--- PROVIDED DATA Enclosed Below ---

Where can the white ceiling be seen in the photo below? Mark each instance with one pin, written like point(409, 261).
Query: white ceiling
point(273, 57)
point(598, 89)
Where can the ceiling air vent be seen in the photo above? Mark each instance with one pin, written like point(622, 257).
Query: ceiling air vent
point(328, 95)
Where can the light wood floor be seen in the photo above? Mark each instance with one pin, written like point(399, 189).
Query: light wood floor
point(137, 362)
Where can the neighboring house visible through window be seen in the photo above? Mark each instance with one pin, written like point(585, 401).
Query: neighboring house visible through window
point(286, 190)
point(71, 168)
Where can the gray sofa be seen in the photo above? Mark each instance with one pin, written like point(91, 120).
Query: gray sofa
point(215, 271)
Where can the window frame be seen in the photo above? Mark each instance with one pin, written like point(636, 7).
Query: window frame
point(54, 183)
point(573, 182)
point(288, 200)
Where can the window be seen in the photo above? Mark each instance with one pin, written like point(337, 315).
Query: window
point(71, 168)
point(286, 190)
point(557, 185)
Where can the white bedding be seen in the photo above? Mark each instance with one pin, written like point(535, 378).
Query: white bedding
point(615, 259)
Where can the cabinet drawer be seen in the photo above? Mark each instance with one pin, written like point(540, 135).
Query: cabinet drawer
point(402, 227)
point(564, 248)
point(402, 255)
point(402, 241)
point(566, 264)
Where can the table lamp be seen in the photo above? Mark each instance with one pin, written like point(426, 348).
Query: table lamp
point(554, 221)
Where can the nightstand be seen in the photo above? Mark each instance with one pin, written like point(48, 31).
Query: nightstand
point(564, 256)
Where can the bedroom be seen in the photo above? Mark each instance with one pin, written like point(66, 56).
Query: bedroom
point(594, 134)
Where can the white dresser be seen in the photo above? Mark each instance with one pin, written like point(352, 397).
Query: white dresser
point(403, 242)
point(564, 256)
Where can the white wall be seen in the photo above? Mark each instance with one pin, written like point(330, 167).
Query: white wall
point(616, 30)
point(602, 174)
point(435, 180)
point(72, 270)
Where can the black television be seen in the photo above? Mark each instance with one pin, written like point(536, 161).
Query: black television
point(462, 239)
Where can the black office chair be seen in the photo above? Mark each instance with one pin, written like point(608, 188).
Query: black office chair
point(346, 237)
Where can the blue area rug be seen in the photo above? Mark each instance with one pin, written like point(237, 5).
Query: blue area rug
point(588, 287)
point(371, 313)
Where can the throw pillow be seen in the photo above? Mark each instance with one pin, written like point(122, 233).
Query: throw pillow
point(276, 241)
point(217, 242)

--- End of Enclosed PROVIDED DATA ---

Starting from the line that contains "Query: blue area rug", reproduce each line of the data exactly through the last one.

Query: blue area rug
point(588, 287)
point(371, 313)
Where can the throw pillow be seen in the photo above? Mark each instance with one pin, written like point(122, 233).
Query: throw pillow
point(276, 241)
point(217, 242)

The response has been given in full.